## [Material provided]
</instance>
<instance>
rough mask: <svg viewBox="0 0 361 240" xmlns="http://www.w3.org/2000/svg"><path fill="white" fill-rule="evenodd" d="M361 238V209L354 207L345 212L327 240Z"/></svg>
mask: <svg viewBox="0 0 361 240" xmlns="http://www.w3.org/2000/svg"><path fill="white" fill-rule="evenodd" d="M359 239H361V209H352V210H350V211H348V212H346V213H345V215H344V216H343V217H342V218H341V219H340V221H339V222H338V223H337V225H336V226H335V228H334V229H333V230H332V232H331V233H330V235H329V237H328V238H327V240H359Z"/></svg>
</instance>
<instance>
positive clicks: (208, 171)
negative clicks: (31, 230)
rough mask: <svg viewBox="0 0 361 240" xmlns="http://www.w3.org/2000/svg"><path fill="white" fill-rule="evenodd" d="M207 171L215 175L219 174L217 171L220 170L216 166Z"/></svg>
* * *
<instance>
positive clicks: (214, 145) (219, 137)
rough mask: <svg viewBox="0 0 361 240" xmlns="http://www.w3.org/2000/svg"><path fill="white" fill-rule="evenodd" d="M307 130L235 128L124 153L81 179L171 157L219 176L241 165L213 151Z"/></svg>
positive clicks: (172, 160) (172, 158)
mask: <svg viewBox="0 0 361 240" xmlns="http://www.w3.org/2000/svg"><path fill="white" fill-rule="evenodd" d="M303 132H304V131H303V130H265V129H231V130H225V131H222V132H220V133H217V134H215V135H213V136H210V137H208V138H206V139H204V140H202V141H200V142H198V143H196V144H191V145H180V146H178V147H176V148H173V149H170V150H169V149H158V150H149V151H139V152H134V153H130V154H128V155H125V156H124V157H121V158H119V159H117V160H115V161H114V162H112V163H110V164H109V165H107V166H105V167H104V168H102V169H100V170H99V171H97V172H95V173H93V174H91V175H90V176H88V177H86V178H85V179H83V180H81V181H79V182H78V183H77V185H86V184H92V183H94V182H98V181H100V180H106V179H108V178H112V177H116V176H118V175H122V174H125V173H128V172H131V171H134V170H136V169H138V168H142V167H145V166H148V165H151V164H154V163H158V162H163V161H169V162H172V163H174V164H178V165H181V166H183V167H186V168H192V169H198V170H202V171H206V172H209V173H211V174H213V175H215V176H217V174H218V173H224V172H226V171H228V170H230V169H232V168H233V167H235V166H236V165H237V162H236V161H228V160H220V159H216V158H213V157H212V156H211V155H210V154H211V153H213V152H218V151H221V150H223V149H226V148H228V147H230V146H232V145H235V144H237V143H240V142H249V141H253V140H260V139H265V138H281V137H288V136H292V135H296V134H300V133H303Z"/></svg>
* * *
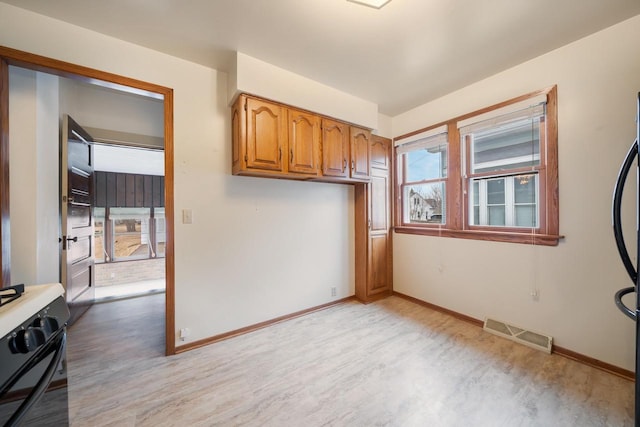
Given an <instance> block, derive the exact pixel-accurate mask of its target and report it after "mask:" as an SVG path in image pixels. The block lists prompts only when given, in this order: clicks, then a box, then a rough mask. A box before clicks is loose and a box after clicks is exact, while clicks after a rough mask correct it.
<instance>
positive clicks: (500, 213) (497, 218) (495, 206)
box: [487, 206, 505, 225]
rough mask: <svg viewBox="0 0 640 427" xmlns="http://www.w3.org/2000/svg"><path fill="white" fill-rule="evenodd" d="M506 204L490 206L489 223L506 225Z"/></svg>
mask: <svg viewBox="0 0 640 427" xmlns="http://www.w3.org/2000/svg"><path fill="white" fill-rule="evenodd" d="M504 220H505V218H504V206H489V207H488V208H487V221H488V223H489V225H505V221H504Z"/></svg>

## [Problem statement]
Starting at the line above that contains "Given an <instance>", write out each line exactly until the line that contains "box: [487, 206, 505, 225]" has been written, and stop there.

## [Solution for this exercise]
Given an <instance> block, derive the exact pixel-accurate mask of its target and report it after "mask:" as an SVG path in image pixels. The block lists prompts only when given, in this order: clicks, then a box, then a rough mask. A box before clicks is loose and a box after clicks is exact, while clicks after a rough mask correct it.
<instance>
positive clicks: (500, 213) (497, 218) (495, 206)
box: [487, 206, 505, 225]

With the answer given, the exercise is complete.